## WHAT THE EXERCISE ASKS
Pick out every line of the rows below that contains the string "door" and copy each one. Case counts.

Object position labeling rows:

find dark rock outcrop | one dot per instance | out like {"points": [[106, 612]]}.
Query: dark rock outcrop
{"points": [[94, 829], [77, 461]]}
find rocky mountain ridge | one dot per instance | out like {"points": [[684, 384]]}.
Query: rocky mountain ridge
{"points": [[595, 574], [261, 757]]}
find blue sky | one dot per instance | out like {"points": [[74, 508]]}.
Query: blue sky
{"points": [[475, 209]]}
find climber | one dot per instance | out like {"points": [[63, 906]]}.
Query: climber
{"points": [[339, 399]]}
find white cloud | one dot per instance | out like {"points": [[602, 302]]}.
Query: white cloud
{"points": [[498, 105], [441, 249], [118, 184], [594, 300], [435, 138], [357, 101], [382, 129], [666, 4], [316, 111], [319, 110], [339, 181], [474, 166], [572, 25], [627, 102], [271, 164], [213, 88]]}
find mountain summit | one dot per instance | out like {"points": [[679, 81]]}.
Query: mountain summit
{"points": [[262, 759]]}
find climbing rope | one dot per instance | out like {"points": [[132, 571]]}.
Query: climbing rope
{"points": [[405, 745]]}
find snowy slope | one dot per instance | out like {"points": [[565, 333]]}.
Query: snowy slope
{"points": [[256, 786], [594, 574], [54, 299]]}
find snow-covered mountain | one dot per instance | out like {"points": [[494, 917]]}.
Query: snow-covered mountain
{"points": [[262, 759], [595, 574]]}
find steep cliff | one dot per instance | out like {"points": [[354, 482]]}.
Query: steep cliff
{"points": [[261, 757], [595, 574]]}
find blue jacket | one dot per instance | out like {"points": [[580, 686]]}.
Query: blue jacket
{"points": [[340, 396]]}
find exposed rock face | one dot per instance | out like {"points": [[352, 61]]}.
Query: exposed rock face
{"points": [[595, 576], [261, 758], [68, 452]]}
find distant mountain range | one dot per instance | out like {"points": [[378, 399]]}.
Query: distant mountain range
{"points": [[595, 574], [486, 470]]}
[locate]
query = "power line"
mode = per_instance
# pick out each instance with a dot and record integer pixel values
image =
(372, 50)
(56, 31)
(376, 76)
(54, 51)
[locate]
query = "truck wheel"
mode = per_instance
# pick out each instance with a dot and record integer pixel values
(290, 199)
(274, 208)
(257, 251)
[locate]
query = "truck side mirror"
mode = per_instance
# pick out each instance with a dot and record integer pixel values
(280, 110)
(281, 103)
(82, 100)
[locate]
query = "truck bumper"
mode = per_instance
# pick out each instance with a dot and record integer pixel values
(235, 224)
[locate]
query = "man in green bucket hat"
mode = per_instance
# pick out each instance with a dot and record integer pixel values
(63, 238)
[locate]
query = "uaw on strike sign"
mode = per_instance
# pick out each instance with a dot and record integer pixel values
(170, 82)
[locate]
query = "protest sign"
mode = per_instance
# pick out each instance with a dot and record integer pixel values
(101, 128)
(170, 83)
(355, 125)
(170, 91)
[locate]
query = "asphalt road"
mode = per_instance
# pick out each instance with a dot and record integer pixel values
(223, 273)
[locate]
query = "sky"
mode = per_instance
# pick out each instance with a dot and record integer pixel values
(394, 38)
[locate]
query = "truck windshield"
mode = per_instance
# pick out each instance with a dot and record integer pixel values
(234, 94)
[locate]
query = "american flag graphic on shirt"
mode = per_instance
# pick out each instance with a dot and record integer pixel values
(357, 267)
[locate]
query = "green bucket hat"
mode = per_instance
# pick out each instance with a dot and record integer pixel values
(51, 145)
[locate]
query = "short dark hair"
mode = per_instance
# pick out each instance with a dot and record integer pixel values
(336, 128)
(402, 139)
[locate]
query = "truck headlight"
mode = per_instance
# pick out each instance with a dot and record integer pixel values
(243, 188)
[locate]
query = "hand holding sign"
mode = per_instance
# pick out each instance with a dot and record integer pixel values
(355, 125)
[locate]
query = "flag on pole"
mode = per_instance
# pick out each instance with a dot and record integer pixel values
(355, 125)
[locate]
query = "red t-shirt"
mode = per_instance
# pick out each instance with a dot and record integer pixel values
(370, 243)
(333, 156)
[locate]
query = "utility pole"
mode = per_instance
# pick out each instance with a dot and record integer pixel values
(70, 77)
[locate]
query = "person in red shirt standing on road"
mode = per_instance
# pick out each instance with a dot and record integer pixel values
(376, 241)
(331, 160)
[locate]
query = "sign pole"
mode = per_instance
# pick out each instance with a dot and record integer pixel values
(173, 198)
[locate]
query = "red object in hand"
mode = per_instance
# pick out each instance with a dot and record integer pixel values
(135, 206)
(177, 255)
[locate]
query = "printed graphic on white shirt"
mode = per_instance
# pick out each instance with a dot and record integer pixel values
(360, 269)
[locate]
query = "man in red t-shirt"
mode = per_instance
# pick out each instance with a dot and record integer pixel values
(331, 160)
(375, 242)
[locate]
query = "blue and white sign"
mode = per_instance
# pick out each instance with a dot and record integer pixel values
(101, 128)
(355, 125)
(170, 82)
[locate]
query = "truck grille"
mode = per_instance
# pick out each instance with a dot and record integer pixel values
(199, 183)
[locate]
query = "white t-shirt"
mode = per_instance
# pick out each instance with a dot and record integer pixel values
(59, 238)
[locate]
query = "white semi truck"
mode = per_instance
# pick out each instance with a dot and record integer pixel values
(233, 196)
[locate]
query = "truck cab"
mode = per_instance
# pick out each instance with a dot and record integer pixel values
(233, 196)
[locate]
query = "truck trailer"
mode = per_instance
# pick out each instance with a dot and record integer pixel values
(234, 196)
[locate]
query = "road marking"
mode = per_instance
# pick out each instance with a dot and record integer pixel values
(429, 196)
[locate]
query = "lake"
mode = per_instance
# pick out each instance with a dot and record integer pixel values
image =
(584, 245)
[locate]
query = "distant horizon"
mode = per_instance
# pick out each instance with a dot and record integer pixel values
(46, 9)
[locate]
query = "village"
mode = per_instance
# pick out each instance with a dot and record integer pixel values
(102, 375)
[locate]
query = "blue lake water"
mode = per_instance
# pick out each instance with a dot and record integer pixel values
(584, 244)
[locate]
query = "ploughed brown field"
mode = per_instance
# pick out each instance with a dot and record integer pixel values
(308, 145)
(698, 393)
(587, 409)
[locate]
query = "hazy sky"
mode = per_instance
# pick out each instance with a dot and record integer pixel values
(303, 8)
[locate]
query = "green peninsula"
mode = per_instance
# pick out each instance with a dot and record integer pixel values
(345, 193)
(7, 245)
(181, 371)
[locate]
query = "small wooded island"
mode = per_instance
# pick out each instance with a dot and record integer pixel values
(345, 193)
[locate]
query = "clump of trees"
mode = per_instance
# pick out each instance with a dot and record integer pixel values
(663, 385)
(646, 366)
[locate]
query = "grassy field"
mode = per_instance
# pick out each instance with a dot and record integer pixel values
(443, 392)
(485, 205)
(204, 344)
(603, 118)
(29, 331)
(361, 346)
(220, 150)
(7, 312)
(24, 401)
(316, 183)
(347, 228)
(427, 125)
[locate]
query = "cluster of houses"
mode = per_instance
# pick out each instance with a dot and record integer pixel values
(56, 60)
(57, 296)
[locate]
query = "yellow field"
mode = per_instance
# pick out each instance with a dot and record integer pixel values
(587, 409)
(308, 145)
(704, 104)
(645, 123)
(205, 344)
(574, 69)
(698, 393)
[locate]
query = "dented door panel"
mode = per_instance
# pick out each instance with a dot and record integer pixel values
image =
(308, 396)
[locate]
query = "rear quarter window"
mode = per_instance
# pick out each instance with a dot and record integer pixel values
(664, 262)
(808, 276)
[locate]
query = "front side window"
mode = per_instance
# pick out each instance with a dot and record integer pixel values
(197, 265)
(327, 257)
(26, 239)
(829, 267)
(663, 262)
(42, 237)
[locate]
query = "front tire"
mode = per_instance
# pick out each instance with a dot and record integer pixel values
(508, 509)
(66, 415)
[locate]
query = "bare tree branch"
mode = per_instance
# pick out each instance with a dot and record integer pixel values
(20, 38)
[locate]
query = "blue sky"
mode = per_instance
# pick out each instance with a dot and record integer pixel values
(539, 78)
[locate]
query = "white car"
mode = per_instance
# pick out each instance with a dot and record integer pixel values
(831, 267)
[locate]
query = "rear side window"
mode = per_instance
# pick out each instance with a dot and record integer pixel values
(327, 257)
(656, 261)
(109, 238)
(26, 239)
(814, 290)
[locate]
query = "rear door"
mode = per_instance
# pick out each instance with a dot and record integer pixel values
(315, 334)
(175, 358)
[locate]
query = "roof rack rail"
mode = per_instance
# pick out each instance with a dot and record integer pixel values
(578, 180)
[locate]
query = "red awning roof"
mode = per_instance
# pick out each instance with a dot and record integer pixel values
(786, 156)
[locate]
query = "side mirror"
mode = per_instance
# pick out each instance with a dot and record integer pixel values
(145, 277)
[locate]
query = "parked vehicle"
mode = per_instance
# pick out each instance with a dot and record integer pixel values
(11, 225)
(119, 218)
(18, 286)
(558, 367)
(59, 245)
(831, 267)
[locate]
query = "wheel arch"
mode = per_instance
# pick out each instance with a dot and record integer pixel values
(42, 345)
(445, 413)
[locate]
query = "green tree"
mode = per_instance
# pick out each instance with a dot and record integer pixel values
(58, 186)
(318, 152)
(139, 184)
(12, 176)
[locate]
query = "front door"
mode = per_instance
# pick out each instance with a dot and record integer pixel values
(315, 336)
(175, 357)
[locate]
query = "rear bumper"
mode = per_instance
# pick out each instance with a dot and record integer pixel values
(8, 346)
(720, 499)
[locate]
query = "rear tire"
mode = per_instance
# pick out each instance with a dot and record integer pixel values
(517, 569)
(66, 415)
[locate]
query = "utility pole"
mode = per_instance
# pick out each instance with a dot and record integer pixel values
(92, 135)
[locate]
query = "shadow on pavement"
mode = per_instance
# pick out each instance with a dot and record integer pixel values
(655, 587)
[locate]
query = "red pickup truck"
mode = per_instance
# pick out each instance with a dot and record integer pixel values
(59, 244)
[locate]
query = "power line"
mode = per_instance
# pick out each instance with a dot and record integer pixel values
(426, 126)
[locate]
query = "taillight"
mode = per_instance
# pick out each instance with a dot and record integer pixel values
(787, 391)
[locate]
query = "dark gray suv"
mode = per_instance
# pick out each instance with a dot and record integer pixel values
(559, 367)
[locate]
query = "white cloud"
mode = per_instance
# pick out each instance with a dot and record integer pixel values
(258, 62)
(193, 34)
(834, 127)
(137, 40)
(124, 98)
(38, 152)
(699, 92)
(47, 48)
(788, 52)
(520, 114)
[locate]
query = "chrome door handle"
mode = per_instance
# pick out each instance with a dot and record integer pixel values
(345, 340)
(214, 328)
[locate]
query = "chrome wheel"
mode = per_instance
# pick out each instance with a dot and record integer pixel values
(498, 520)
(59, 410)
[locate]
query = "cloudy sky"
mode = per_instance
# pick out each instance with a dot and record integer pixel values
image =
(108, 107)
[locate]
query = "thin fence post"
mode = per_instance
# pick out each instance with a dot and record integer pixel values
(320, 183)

## IN RESPONSE
query = "dented door panel"
query = "rear door"
query = "front door"
query = "chrome door handle"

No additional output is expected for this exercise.